**Task to carry out**
Please reproduce each of the rows below verbatim, leaving out the pictures.

>>>>

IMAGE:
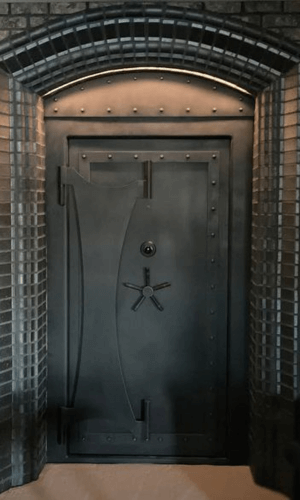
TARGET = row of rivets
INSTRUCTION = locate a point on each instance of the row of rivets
(135, 110)
(136, 156)
(160, 439)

<<<<

**Task output**
IMAGE:
TARGET = row of rivets
INSTRUCTION = locate a point on each instance of the row of rivets
(135, 110)
(136, 156)
(160, 439)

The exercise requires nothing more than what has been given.